>> BEGIN PAGE TEXT

The tour took place in the Gerês National Park, which is a great environment in any case. And the canyoning was done at the Cascata do Arado, a series of waterfalls formed by the small Arado river.
As it was a sunny and fairly warm for spring (27°C).
Although we didn't wear our neoprene suits when walking up to the starting point of the tour (we only put them on once we got ready to go), it was pleasant to start the trip with a jump into the cool and extremely clear water.
The tour was then nicely structured to be suitable for complete beginners.
So on the first 'technical part' we didn't do anything ourselves, but the guide (Ze Lopes) just tied a rope to our harnesses and lowered us (using an abseil knot) down a minor drop. Presumably just to give us confidence in the climbing harness and the general procedure.
Next was a somewhat higher waterfall.
We were still being lowered by the guide (no abseiling or rappelling on our own). But we were no longer just hanging there, but 'walking' down the rock face instead, so we could concentrate on doing just that.
I had done that before on other canyoning tours. Even so it was a good introduction aimed at total beginners in canyoning..
As we weren't in a hurry, it was time for a bit of a rest at the bottom before heading on.
On the next waterfall it was time to do some self-controlled rappelling.
It seems canyoning trips are a bit like dog sledding tours - everyone has their own rules and systems. All of them work, but it is necessary to pay attention to the specific guide and the instructions.
So far, when using an abseil-eight, it tended to be the right hand low on the rope and the left hand gripping the rope above the abseil-eight.
Here, the right hand was at the same place, but the left was going under the carabinier that connects the abseil-eight to the harness and grip the rope below the eight.
The basic idea is that, if you swing sideways and towards the rock face and take one hand off the rope to steady you against the rock face, you still got the other hand on the rope to keep you from sliding down uncontrolled.
That makes sense, but I had never seen that done before.
As can be seen in the pictures, there's still a lot of 'easy tour for beginners' safety built in. Instead of letting the lower end of the rope just hang down, it was secured by the guide and only lowered as needed. So while we did control our own descend, if we would somehow just let go of the rope, we would just have slid down a short bit before being stopped by the rope.
Another variant was used on the next waterfall.
The rappel rope was going down all the way to the water, but we also got a safety line attached to our harness. So in case something went wrong, we wouldn't fall all the way.
From there it was a bit of walking over rocks along the river to get to the next and final waterfall.
As we were no longer in the canyon, out in the sun and still wearing neoprene suits, it got somewhat warm in there (on the other hand, the suits are a great protection from sunburns). It was nice to rest in the river from time to time.
For the last descent, there was a special set-up, using a bit of everything done before and one rope more.
We had one rappel rope, but we were also clipped into a safety line. A taunt line had been set up between the top of the waterfall and a rock below. We were clipped into that as well.

>> END PAGE TEXT
>> BEGIN MATERIAL SHOWN

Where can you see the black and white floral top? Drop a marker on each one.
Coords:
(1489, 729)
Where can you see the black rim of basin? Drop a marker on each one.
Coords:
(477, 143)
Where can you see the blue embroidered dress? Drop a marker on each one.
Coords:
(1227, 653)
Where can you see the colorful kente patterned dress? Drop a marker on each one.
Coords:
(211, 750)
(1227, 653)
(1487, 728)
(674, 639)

>> END MATERIAL SHOWN

> WHAT IS NEEDED:
Retype the stretch of the canyoning account from "The tour took" through "small Arado river.", keeping every word and mark as it appears. Rely only on the canyoning text for what follows.

> SOLUTION TO THE EXERCISE:
The tour took place in the Gerês National Park, which is a great environment in any case. And the canyoning was done at the Cascata do Arado, a series of waterfalls formed by the small Arado river.